* _PROBLEM TO SOLVE_
Return the entries below exactly as written.
•••
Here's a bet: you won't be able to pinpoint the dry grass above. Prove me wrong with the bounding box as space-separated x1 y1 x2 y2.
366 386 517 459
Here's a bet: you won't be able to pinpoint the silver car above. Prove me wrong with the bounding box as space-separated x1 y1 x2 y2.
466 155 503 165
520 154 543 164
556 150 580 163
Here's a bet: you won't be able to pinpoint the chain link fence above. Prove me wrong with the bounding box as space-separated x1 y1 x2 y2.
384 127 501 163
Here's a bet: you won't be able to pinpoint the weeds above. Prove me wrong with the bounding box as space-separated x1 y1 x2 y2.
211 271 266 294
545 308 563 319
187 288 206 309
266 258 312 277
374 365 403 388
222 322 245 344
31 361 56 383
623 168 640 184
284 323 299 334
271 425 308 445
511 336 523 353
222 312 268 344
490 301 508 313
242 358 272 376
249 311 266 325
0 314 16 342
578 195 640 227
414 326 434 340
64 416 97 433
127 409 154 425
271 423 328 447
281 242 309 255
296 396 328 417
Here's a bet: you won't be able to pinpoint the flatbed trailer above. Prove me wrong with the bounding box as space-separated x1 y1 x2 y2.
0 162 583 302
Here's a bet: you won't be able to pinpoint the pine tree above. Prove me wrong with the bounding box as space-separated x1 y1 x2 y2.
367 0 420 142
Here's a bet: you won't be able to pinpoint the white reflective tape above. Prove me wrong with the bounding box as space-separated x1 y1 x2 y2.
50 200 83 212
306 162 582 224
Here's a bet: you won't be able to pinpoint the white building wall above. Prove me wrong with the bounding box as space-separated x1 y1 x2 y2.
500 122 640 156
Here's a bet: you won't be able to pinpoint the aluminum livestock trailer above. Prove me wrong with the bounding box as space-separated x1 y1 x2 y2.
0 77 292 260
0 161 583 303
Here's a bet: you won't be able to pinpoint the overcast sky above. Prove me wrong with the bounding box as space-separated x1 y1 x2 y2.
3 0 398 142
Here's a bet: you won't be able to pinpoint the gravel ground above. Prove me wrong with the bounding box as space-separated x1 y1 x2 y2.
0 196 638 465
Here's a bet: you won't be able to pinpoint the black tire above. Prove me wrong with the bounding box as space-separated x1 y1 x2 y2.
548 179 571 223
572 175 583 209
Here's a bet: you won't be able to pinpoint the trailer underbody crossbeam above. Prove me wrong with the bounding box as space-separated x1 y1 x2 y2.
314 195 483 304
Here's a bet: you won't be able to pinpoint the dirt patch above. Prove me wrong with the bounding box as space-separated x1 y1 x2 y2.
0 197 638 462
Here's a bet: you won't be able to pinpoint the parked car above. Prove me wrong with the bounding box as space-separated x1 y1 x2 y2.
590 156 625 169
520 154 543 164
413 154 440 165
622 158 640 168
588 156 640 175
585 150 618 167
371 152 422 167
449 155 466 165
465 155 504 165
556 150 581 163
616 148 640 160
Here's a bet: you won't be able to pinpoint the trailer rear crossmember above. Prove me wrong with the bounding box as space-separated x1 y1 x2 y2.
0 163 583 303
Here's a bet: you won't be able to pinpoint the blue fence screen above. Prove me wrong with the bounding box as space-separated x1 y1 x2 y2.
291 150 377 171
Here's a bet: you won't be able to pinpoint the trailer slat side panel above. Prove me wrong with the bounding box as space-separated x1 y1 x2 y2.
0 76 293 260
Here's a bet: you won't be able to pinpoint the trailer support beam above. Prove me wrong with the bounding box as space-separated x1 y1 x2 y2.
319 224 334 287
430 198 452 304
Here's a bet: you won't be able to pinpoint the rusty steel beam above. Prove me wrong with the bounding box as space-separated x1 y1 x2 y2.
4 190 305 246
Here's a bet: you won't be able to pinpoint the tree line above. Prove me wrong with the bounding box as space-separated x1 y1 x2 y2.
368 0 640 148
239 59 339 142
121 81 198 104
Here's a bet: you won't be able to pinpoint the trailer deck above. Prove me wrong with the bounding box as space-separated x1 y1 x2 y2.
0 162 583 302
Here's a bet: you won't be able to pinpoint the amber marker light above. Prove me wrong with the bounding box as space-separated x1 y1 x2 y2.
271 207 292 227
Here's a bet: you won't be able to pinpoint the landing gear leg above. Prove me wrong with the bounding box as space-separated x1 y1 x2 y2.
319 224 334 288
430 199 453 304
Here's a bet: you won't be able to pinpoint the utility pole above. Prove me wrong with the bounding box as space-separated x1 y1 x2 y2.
•••
* _OUTPUT OF THE EXERCISE_
Here's a bet: you won't be able to pinpoint the dry grass above. Prove me wrong with the bounding box as space-separated x1 y1 x2 y2.
366 386 517 459
Here's a bet: you won't be able to pinpoint the silver car above. Prove me wrong with the bounding box as space-separated x1 y1 x2 y2.
466 155 503 165
520 154 543 164
556 150 580 163
Here's a bet: you won't be able to pinpoint the chain link fence above. Prove me wrong with the bounding box as space-separated x1 y1 x2 y2.
384 127 501 163
Here's a bet: you won't be able to pinpoint the weeds above. Prove me wrong with the bounding box as space-separated x1 y1 x2 y2.
211 271 266 294
545 308 563 319
187 288 206 309
266 258 312 277
374 365 403 388
222 322 245 344
31 361 56 383
623 168 640 184
284 323 299 334
271 425 308 445
511 336 523 353
222 312 268 344
490 301 508 313
242 358 272 376
249 311 266 325
0 314 16 342
578 195 640 227
414 326 434 340
64 416 97 433
127 409 154 425
271 423 328 447
281 242 309 255
296 396 328 417
Here's a bet: you won't be able to pinpoint the flatbed trailer above. Prove me wrong with the bounding box as space-separated x1 y1 x2 y2.
0 162 583 302
Here's a bet: you won't be able to pinpoint the pine tree above. Prove me wrong with the bounding box as space-separated x1 y1 x2 y2.
367 0 420 142
Here's a bet: you won't be able to pinpoint the white reflective tape above. Prove me wrong with the bounding box as space-separated x1 y1 x2 y2.
50 200 83 212
306 162 582 224
Here's a bet: you won't be able to pinpoint the white building wall above. Prove me wrong with the bounding box as space-separated x1 y1 x2 y2.
500 122 640 156
Here's a bet: you won't be able to pinpoint the aluminum livestock trailer above. Prove me wrong with the bounding box as space-separated x1 y1 x2 y2.
0 77 292 260
0 161 583 303
Here's a bet: you won't be able to pinpoint the overcast sky above. Prove me wrong with the bounding box as space-separated x1 y1 x2 y2.
3 0 398 142
Here's a bet: you won't be able to pinpoint the gravel ground above. Prove me wrong with the bounding box as space-separated x1 y1 x2 y2.
0 196 638 465
Here's a bet: you won't be able to pinpoint the black tire above. Prove me wrong with the bounding box as space-separated x1 y1 x2 y2.
548 179 571 223
572 175 583 209
Here's a bet: you won't be able to pinpoint the trailer underbody crossbeam above. Prove me wrong with the bounding box as space-separated x1 y1 x2 y2.
314 195 483 304
Here's a bet: you won't be able to pinpoint the dirt patch above. Prove me wrong with the bounding box as space-separated x1 y1 x2 y2.
0 197 638 462
Here's a bet: you won't be able to pinpoint the parked car above. Prove me wrong with the bounding box as space-separated x1 y1 x2 y2.
590 156 625 169
520 154 543 164
413 154 440 165
622 158 640 168
588 156 640 175
585 150 618 167
371 152 422 167
449 155 466 165
465 155 504 165
556 150 581 163
616 148 640 160
Here's a bet: you won't be able to pinpoint the trailer rear crossmember above. Prove me wrong with the bounding box as space-separated x1 y1 x2 y2.
0 163 583 303
Here's a bet: you won't be able to pinpoint the blue fence screen above. Prove me wrong with the bounding box as space-separated x1 y1 x2 y2.
291 150 377 171
Here's a bet: you won't be able to pinpoint the trailer slat side panel above. Prove me wrong with the bounding box as space-separated x1 y1 x2 y2.
0 76 293 260
Here's a bet: you won't be able to pinpoint the trailer support beam above. Prove me wrong with the bounding box as space-separated x1 y1 x2 y2.
319 224 334 287
430 198 452 304
Here's a bet: you won't be able to pinpoint the rusty steel beam above. Prove me wrong with the bounding box as space-separated x1 y1 x2 y2.
4 190 305 246
Here's a bet: you won't be able to pinpoint the tree line above. Prove me wrong with the bounding box as space-separated x1 y1 x2 y2.
368 0 640 148
239 59 339 142
121 81 198 104
Here's a bet: you won't be able to pinpoint the trailer deck above. Prove me wrong with the bounding box as space-separated x1 y1 x2 y2.
0 162 583 302
Here's a bet: you won't be able to pinpoint the amber marker light above. Prove me wrong with the bounding box as space-separated x1 y1 x2 y2.
271 207 292 227
Here's a bet: you won't be able to pinpoint the landing gear leg above. Prove me wrong with the bounding box as space-separated x1 y1 x2 y2.
319 224 334 288
430 199 453 304
Here's a bet: you won't be able to pinpoint the utility pole above. Prove me wrong with the bounding box as space-separated x1 y1 x2 y2.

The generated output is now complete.